• **Extract**:
──────

# Nikon awards a guy a bag for a terribly photoshopped photo..



## Raj_55555 (Jan 29, 2016)

Just saw this and found it to be hilarious, especially the comments!

Source: Nikon - Timeline Photos | Facebook



			
				NIKON said:
			
		

> Yu Wei chanced upon a set of ladders while on a photowalk with his friends in Chinatown, and thought the view above would make an interesting perspective. Little did he expect to catch an airplane in mid-air. We’ll try looking up too, Yu Wei; your shot has won you a Nikon trolley bag. Congratulations!


It seems the airplane was copied from minecraft or something!


----------



## BrickHouse (Jan 29, 2016)

Oops. I think Nikon may have learned a little something on this.


----------



## Designer (Jan 29, 2016)

BrickHouse said:


> Oops. I think Nikon may have learned a little something on this.


I doubt it.

Both Nikon and Photoshop have been around for what? about 80 or 30 years?  If they haven't learned by now, they probably never will.


----------



## Didereaux (Jan 29, 2016)

Kinda is consistent for Nikon of late.  What with their announcing a price INCREASE on there goods just the other day.   Personally they are starting to resemble certain over-mature business models.  Wonder if they have Purple Cross insurance?


----------

──────

• **Dataset excerpt**:
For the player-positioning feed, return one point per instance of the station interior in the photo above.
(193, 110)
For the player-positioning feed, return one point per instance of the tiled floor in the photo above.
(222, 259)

──────

• **Required task 1**:
Reproduce the part of the Nikon thread that begins at the words "Source: Nikon - Timeline" and stops after "trolley bag. Congratulations!".
• **Required task 2**:
According to the Nikon thread, what did Yu Wei's shot win him?

• **Task result 1**:
Source: Nikon - Timeline Photos | Facebook



			
				NIKON said:
			
		

> Yu Wei chanced upon a set of ladders while on a photowalk with his friends in Chinatown, and thought the view above would make an interesting perspective. Little did he expect to catch an airplane in mid-air. We’ll try looking up too, Yu Wei; your shot has won you a Nikon trolley bag. Congratulations!

• **Task result 2**:
A Nikon trolley bag.